Segmentation mask data

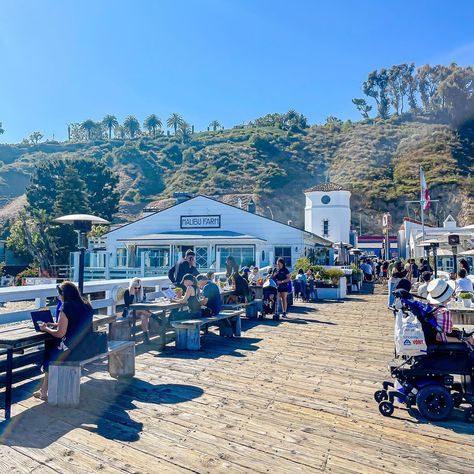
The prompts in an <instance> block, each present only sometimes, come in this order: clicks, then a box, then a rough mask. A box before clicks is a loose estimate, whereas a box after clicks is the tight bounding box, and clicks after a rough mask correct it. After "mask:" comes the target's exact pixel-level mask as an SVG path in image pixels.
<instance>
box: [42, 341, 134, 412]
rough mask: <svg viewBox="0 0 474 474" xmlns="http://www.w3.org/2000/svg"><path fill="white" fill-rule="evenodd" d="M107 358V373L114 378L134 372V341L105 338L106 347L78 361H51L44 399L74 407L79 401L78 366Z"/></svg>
mask: <svg viewBox="0 0 474 474" xmlns="http://www.w3.org/2000/svg"><path fill="white" fill-rule="evenodd" d="M105 357H108V358H109V374H110V375H111V376H112V377H114V378H120V377H133V376H134V375H135V343H134V342H133V341H109V342H108V350H107V352H104V353H102V354H97V355H95V356H93V357H90V358H88V359H85V360H82V361H70V362H68V361H66V362H53V363H51V364H50V366H49V385H48V403H49V404H50V405H55V406H59V407H77V406H78V405H79V401H80V389H81V369H82V367H83V366H84V365H86V364H89V363H90V362H94V361H96V360H99V359H103V358H105Z"/></svg>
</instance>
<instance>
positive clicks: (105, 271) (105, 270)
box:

WHAT YOU SHOULD DO — Output the lines of the data from the line containing "</instance>" through the end of the data, including both the first and the last line, reproducing them unchanged.

SOLUTION —
</instance>
<instance>
positive clicks: (105, 271) (105, 270)
box:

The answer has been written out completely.